▶ _EXERCISE_:
A faithful copy of the entries is required, with no images in it.

--- MATERIAL FOR THE TASK Enclosed Below ---

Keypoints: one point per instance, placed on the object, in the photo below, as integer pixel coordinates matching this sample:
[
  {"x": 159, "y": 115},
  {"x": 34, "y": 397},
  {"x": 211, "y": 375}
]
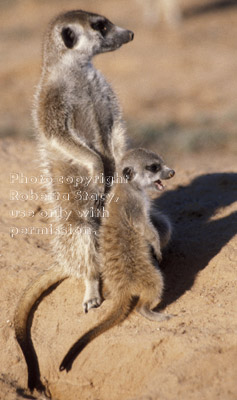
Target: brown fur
[{"x": 130, "y": 275}]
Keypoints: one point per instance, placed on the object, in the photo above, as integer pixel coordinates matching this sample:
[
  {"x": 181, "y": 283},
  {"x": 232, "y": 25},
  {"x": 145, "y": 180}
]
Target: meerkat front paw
[{"x": 91, "y": 303}]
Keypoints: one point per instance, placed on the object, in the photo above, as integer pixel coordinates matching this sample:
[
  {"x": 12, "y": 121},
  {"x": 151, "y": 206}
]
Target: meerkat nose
[{"x": 131, "y": 35}]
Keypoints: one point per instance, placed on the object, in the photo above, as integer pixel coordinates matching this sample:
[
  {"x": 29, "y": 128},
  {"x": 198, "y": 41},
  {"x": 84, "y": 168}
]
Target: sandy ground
[{"x": 178, "y": 90}]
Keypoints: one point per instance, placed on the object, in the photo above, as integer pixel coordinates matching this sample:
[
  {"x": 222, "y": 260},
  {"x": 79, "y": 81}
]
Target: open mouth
[{"x": 159, "y": 185}]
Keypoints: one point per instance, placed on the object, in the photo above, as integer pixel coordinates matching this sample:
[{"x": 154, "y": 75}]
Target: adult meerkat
[
  {"x": 129, "y": 274},
  {"x": 80, "y": 134}
]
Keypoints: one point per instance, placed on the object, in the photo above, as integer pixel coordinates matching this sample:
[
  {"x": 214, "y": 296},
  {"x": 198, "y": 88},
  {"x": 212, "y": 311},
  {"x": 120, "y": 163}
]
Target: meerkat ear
[
  {"x": 128, "y": 173},
  {"x": 69, "y": 37}
]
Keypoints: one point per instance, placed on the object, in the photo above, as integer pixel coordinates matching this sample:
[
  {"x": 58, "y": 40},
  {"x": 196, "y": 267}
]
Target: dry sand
[{"x": 190, "y": 83}]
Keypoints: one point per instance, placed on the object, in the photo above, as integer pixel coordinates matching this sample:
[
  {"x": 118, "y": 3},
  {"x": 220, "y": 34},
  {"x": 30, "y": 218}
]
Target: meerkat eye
[
  {"x": 69, "y": 37},
  {"x": 153, "y": 167},
  {"x": 100, "y": 26}
]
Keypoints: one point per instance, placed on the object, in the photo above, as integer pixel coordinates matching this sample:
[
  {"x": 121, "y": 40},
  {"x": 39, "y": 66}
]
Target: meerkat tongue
[{"x": 159, "y": 185}]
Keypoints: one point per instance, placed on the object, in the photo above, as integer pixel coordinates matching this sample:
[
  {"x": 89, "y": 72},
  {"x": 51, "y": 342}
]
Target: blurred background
[{"x": 176, "y": 82}]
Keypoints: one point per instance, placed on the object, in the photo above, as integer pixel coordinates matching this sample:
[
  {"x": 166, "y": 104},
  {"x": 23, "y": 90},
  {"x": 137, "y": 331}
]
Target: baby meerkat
[{"x": 129, "y": 247}]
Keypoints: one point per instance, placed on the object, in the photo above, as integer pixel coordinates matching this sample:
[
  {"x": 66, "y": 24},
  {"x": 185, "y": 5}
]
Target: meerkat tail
[
  {"x": 22, "y": 321},
  {"x": 117, "y": 315}
]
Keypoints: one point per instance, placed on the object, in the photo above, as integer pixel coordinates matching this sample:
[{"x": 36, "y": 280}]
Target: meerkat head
[
  {"x": 84, "y": 34},
  {"x": 145, "y": 168}
]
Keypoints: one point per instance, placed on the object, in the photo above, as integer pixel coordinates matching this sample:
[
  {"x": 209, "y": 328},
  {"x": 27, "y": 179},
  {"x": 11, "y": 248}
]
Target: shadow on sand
[{"x": 197, "y": 237}]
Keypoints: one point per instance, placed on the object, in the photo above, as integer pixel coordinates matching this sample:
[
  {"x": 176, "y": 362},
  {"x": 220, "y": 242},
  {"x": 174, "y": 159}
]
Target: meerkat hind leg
[
  {"x": 153, "y": 315},
  {"x": 92, "y": 297}
]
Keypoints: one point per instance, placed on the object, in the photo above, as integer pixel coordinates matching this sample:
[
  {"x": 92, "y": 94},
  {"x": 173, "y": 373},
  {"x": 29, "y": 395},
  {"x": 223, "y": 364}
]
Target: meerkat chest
[{"x": 96, "y": 111}]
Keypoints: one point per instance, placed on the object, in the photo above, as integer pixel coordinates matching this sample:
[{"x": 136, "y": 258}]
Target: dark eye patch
[
  {"x": 153, "y": 167},
  {"x": 100, "y": 26},
  {"x": 69, "y": 37}
]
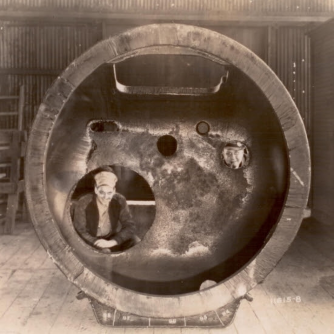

--- End of Enclosed MATERIAL FOR THE TASK ---

▶ _WRITTEN ANSWER_:
Keypoints: one point per instance, placed on the object, in the photo below, as integer pixel coordinates matching this sample:
[
  {"x": 159, "y": 115},
  {"x": 34, "y": 397},
  {"x": 211, "y": 375}
]
Target: brown fur
[{"x": 130, "y": 275}]
Keypoints: one point per instance, placed on the object, in the photo above, as integer pixel coordinates matching this sample:
[
  {"x": 181, "y": 283},
  {"x": 232, "y": 25},
  {"x": 145, "y": 180}
]
Target: meerkat front paw
[{"x": 91, "y": 303}]
Keypoints: one point per instance, placed on the object, in the photo above, as integer pixel coordinates matching this sample:
[
  {"x": 12, "y": 121},
  {"x": 151, "y": 206}
]
Target: meerkat nose
[{"x": 131, "y": 35}]
Keypoints: one point per instance, placed on the object, in the photo above, as integer pixel coordinates matching this sample:
[
  {"x": 29, "y": 128},
  {"x": 198, "y": 41},
  {"x": 84, "y": 168}
]
Target: sandy ground
[{"x": 178, "y": 90}]
Keypoints: one point per instance, placed on the object, in the photo above, as integer pixel coordinates matching this sample:
[
  {"x": 222, "y": 260},
  {"x": 79, "y": 81}
]
Target: open mouth
[{"x": 159, "y": 185}]
Keypoints: one point per instance, placed on the object, in the photo above, as integer pixel coordinates matching this sample:
[{"x": 154, "y": 75}]
Target: adult meerkat
[
  {"x": 129, "y": 274},
  {"x": 80, "y": 134}
]
Keypoints: one point per instance, placed on the object, in the photo above, as integer pixel coordinates matching this sample:
[
  {"x": 214, "y": 296},
  {"x": 198, "y": 88},
  {"x": 212, "y": 311},
  {"x": 120, "y": 163}
]
Target: meerkat ear
[
  {"x": 128, "y": 173},
  {"x": 69, "y": 37}
]
Keypoints: one point per instance, placed on the object, in the photo above, as integer pixel coordinates matching this sample:
[
  {"x": 58, "y": 40},
  {"x": 196, "y": 267}
]
Target: dry sand
[{"x": 190, "y": 83}]
Keypoints: one point per instance, placed on the object, in the photo above, as integer pixel coordinates matching this sample:
[
  {"x": 118, "y": 3},
  {"x": 220, "y": 34},
  {"x": 30, "y": 218}
]
Target: meerkat eye
[
  {"x": 69, "y": 37},
  {"x": 153, "y": 167},
  {"x": 100, "y": 26}
]
Keypoints: one point per instance, placed on the object, in the photo above, as integer pixel coordinates matching this sample:
[
  {"x": 121, "y": 40},
  {"x": 39, "y": 66}
]
Target: meerkat tongue
[{"x": 159, "y": 185}]
Keypoints: one point per instance, placed on the object, in the photo above, as integer pixel coordinates matching this sample:
[
  {"x": 89, "y": 72},
  {"x": 51, "y": 342}
]
Target: blurred background
[{"x": 176, "y": 82}]
Keypoints: one point per instance, placed on the object, in the photo above, as integer pixel coordinates matching this sample:
[
  {"x": 166, "y": 104},
  {"x": 23, "y": 90},
  {"x": 137, "y": 331}
]
Target: baby meerkat
[{"x": 129, "y": 247}]
Keypoints: one point per instance, placed on the object, in the photo above, as integer pixel coordinates matching this sample:
[
  {"x": 66, "y": 24},
  {"x": 185, "y": 5}
]
Target: meerkat tail
[
  {"x": 22, "y": 321},
  {"x": 117, "y": 315}
]
Keypoints: one point per instance, placed on the object, in the photo above, as integer pixel coordinates matching this sample:
[{"x": 36, "y": 280}]
Target: meerkat head
[
  {"x": 84, "y": 34},
  {"x": 145, "y": 168}
]
Keypoints: one point per instance, placed on the object, in the photo above, as integer pixel coordinates matching this sample:
[
  {"x": 209, "y": 328},
  {"x": 27, "y": 179},
  {"x": 11, "y": 248}
]
Target: shadow on sand
[{"x": 197, "y": 237}]
Keypoints: one point per instance, placed on the object, in the photo above, as integer pixel coordinates matching this sample:
[
  {"x": 176, "y": 362},
  {"x": 220, "y": 242},
  {"x": 174, "y": 159}
]
Target: meerkat hind leg
[
  {"x": 153, "y": 315},
  {"x": 92, "y": 297}
]
Keypoints: one point per instance, placed on the object, in the photo above, as integer pixel coordinates matching this sample:
[
  {"x": 92, "y": 94},
  {"x": 173, "y": 373},
  {"x": 29, "y": 395},
  {"x": 223, "y": 364}
]
Target: meerkat chest
[{"x": 96, "y": 111}]
Keypoints: one point per instance, placed on the object, in the photo above, as integer pixel coordinates matching this sample:
[{"x": 136, "y": 258}]
Target: dark eye patch
[
  {"x": 153, "y": 167},
  {"x": 100, "y": 26},
  {"x": 69, "y": 37}
]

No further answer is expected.